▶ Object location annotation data

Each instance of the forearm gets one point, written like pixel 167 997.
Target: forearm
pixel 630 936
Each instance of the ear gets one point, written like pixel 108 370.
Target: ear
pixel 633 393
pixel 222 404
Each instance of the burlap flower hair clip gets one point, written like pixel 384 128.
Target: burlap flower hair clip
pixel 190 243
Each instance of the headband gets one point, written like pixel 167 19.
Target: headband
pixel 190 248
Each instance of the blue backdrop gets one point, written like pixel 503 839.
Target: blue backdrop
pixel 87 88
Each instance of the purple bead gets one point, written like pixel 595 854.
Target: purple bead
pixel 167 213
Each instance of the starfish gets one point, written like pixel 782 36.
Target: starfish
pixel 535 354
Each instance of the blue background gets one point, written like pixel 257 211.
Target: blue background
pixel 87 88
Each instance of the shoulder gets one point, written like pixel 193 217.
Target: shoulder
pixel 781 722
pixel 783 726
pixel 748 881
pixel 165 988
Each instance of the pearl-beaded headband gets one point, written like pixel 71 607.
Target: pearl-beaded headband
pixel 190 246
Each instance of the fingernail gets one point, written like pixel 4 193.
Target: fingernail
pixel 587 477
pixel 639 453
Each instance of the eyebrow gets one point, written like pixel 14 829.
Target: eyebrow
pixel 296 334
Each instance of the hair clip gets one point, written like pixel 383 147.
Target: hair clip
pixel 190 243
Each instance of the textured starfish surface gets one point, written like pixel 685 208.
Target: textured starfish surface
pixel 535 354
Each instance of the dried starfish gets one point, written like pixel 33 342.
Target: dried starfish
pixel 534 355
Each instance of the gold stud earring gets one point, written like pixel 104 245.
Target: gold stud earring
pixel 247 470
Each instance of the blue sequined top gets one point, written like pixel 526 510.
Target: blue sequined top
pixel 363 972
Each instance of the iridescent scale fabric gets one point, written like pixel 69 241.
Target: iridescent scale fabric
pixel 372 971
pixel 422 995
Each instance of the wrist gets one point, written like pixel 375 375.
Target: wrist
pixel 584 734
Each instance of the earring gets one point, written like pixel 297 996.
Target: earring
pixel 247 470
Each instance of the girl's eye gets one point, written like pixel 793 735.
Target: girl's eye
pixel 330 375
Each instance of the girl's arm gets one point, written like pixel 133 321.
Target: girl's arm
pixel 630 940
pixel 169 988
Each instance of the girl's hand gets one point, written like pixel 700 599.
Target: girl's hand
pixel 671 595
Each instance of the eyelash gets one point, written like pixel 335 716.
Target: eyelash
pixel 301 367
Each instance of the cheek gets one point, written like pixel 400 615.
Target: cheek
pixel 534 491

▶ Task brief
In the records above, could you rename "Target" to "Label" everywhere it appears and leave everything else unchanged?

▶ Exercise solution
Each instance of the forearm gets one point, written like pixel 167 997.
Label: forearm
pixel 630 936
Each instance of the ear gets one point, written like pixel 108 370.
Label: ear
pixel 633 393
pixel 222 404
Each instance of the burlap flower hair clip gets one point, written like pixel 384 128.
Label: burlap flower hair clip
pixel 190 243
Each instance of the headband gets one point, written like pixel 167 19.
Label: headband
pixel 190 248
Each instance of the blue backdrop gets one point, written like pixel 503 839.
Label: blue backdrop
pixel 87 88
Each instance of the purple bead gets one point, written like pixel 595 854.
Label: purple bead
pixel 167 213
Each instance of the starfish gets one point, written like pixel 782 36.
Label: starfish
pixel 535 354
Each instance of the blue background gets one point, written like pixel 257 211.
Label: blue background
pixel 87 88
Each instance of the shoulder gets one point, written like pixel 193 217.
Label: shoulder
pixel 781 722
pixel 783 726
pixel 748 881
pixel 165 988
Each instance of the pearl-beaded headband gets one point, written like pixel 71 607.
Label: pearl-beaded headband
pixel 190 246
Each instance of the fingernail gets one point, written like pixel 4 193.
Label: fingernail
pixel 587 477
pixel 639 453
Each instance of the eyebrow gets one point, written like pixel 14 829.
Label: eyebrow
pixel 296 334
Each instance of the hair clip gets one point, written like pixel 383 147.
Label: hair clip
pixel 190 243
Each instance of the textured starfish surface gets one point, written like pixel 685 208.
Label: textured starfish surface
pixel 535 354
Each instance of the dried starfish gets one point, written like pixel 33 342.
Label: dried starfish
pixel 534 355
Each instance of the gold stud earring gets one point, written like pixel 104 245.
Label: gold stud earring
pixel 247 470
Each instance of the blue sequined top gets one point, written like pixel 526 510.
Label: blue sequined top
pixel 363 972
Each instance of the iridescent scale fabric gets one point, written like pixel 69 241.
Label: iridescent scale fabric
pixel 372 971
pixel 422 995
Each instance of the wrist gets one point, written like pixel 375 375.
Label: wrist
pixel 584 734
Each instance of the earring gets one point, written like pixel 297 996.
Label: earring
pixel 247 470
Each instance of the girl's eye gets one point, written like pixel 793 735.
Label: girl's eye
pixel 330 375
Each instance of the girl's arm gets one point, written like pixel 133 321.
Label: girl's arm
pixel 630 940
pixel 169 988
Each instance of the girl's hand gets one point, written like pixel 700 599.
Label: girl's hand
pixel 671 595
Each instance of the eyelash gets one point, written like pixel 335 716.
Label: eyelash
pixel 301 367
Each instance of the cheek gets one point, written like pixel 400 615.
Label: cheek
pixel 534 491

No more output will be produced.